Find each line in the material below that contains the string "post", treating uppercase and lowercase as different, and copy out every such line.

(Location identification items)
==================================================

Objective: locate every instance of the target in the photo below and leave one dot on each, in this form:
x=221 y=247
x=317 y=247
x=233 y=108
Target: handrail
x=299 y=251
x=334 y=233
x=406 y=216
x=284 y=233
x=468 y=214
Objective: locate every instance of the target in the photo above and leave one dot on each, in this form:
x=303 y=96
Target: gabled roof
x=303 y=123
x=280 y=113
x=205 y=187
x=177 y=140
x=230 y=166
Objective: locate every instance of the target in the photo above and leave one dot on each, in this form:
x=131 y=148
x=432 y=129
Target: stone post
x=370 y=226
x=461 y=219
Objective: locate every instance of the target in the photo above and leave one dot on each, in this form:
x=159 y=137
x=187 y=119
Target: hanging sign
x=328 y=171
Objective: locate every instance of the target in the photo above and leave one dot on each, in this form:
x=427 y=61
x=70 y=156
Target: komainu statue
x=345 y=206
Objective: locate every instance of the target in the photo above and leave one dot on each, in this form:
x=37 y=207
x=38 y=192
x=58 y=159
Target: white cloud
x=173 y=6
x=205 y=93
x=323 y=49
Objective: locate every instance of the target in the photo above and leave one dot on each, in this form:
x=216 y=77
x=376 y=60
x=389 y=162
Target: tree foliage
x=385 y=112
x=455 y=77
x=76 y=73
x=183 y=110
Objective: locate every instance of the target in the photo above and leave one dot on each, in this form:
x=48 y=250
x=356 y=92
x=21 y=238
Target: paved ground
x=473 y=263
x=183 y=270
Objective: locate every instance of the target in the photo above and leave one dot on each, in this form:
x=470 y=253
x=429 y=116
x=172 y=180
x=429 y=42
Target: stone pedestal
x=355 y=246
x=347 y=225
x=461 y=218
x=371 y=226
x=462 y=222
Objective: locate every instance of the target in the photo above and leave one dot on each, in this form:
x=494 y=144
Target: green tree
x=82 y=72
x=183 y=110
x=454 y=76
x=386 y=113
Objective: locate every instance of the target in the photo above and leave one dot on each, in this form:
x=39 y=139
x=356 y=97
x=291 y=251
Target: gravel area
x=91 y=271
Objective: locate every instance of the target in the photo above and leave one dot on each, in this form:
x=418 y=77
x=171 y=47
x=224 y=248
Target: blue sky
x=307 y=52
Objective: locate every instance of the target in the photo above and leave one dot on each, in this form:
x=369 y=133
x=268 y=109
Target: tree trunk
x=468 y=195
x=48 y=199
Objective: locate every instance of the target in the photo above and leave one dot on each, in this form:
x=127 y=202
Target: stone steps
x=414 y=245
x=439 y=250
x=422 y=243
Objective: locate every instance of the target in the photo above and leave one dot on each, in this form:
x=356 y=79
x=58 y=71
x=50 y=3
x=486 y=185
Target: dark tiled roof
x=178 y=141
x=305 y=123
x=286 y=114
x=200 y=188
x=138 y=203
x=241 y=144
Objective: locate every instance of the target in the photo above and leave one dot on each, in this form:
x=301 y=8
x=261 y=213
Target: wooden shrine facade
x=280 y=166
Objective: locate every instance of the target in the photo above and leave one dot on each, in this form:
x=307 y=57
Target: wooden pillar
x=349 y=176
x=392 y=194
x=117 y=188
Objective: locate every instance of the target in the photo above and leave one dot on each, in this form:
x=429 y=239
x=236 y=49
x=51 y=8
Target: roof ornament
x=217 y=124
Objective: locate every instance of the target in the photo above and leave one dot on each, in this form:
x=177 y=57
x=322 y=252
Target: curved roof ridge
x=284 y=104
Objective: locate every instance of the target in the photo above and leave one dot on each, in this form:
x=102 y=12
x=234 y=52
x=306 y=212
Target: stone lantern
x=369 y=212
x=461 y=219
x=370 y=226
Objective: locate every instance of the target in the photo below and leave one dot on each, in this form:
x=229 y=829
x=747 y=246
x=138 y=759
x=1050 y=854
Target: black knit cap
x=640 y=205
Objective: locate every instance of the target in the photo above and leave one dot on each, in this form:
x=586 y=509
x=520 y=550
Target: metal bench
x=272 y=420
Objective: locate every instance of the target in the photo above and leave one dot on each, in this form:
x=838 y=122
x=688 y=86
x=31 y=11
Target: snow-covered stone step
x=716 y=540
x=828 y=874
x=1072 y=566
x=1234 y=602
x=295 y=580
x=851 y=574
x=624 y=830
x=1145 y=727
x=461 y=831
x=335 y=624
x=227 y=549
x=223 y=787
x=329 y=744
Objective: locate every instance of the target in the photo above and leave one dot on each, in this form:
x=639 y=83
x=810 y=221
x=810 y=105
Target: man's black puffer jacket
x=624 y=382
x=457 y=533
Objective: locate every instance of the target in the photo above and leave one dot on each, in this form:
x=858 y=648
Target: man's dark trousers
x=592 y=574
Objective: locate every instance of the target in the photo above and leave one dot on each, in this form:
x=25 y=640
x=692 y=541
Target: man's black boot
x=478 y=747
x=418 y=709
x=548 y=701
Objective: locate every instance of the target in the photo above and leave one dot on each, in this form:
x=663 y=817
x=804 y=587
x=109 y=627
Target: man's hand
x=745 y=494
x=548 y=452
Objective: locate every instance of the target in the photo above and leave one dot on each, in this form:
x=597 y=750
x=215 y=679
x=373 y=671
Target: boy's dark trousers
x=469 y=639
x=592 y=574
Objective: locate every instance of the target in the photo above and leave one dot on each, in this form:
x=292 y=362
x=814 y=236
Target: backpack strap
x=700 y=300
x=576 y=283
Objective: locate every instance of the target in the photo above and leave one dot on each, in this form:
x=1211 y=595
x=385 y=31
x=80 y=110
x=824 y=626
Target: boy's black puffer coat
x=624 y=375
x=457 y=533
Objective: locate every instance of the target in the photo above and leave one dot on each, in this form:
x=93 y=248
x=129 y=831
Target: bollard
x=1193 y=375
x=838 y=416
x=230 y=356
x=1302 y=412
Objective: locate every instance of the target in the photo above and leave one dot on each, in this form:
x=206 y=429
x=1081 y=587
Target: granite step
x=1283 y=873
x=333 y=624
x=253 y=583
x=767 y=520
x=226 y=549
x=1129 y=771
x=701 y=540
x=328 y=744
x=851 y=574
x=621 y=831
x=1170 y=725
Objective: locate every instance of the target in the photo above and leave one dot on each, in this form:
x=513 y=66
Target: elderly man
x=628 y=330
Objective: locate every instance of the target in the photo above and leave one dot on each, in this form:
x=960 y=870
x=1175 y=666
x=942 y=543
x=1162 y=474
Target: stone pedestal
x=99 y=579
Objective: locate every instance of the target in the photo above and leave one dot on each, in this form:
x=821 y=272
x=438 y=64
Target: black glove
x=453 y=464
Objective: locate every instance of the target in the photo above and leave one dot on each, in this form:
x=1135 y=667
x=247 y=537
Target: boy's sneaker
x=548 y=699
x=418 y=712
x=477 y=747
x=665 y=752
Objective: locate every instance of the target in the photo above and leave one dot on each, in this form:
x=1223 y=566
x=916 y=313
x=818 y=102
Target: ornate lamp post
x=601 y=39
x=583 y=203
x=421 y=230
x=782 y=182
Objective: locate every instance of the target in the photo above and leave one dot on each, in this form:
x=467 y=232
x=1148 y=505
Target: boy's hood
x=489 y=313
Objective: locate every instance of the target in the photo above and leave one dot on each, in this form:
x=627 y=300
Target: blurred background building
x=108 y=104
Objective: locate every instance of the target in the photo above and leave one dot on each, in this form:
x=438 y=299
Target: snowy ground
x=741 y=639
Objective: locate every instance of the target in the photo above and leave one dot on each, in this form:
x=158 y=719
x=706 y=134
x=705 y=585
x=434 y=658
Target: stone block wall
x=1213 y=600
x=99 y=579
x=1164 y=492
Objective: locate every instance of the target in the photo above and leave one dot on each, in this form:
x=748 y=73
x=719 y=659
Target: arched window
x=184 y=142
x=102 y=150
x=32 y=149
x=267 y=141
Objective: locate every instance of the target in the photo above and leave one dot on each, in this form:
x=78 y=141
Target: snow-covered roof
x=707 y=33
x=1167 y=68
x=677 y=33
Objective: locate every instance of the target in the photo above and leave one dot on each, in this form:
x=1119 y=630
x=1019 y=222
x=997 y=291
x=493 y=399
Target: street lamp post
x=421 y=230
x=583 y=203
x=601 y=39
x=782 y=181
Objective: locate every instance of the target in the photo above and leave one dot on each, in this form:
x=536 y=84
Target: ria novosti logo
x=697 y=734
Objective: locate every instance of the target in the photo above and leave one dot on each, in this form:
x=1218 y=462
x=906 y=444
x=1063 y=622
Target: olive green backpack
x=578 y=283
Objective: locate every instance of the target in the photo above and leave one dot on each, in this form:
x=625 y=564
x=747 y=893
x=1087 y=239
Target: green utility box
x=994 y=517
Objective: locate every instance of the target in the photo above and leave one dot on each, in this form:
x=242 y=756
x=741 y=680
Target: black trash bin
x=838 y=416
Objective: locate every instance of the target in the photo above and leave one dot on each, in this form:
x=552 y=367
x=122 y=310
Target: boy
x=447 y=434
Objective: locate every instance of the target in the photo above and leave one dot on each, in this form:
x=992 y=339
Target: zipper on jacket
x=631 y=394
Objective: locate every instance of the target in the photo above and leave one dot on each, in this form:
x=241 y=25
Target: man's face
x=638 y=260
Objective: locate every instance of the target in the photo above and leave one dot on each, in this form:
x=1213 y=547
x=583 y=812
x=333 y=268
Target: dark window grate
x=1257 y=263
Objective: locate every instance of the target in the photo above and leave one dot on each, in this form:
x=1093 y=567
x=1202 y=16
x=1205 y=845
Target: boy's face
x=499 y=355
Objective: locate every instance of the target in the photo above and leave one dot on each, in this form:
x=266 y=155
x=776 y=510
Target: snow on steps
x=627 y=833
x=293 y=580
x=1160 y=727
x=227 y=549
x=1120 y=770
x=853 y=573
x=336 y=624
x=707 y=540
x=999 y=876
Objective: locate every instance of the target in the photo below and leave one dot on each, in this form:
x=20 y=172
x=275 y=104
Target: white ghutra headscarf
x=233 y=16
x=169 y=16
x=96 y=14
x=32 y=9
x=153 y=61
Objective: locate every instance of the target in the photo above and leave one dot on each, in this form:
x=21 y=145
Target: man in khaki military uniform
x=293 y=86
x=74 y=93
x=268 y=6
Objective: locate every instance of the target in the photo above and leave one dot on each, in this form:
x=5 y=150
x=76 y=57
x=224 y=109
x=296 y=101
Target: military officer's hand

==================================================

**Solution to the problem:**
Target: stone post
Target: ornate lamp post
Target: street lamp post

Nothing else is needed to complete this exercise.